#### TASK DETAILS:
Set the listing down again exactly, please, apart from its pictures.

[Position annotation records]
— START —

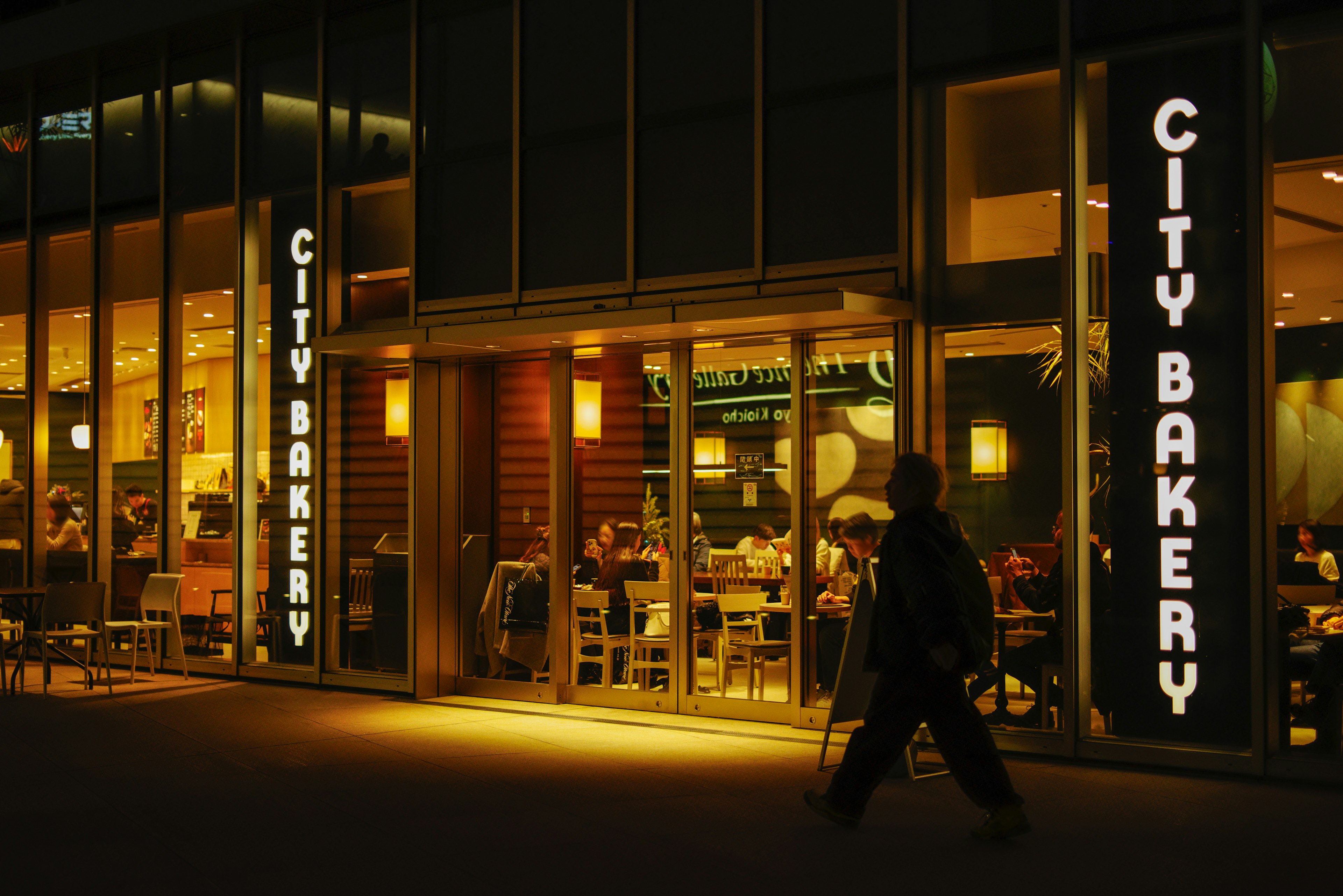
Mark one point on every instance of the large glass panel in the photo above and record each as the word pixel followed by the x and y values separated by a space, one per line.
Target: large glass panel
pixel 622 481
pixel 829 70
pixel 852 416
pixel 132 280
pixel 201 129
pixel 62 164
pixel 574 77
pixel 742 400
pixel 370 94
pixel 696 137
pixel 281 108
pixel 505 451
pixel 205 272
pixel 367 519
pixel 15 504
pixel 1309 395
pixel 128 155
pixel 64 288
pixel 14 160
pixel 465 209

— END —

#### EXPECTED ANSWER:
Mark one point on every instance of the large glass panel in the photo above and record each as the word pixel followed by the x and y values separated by a space, one per line.
Target: large glass panel
pixel 622 481
pixel 829 70
pixel 852 416
pixel 132 280
pixel 201 129
pixel 62 164
pixel 574 77
pixel 742 400
pixel 370 94
pixel 696 137
pixel 281 108
pixel 505 451
pixel 205 272
pixel 367 519
pixel 15 504
pixel 1309 395
pixel 128 155
pixel 64 288
pixel 14 160
pixel 465 209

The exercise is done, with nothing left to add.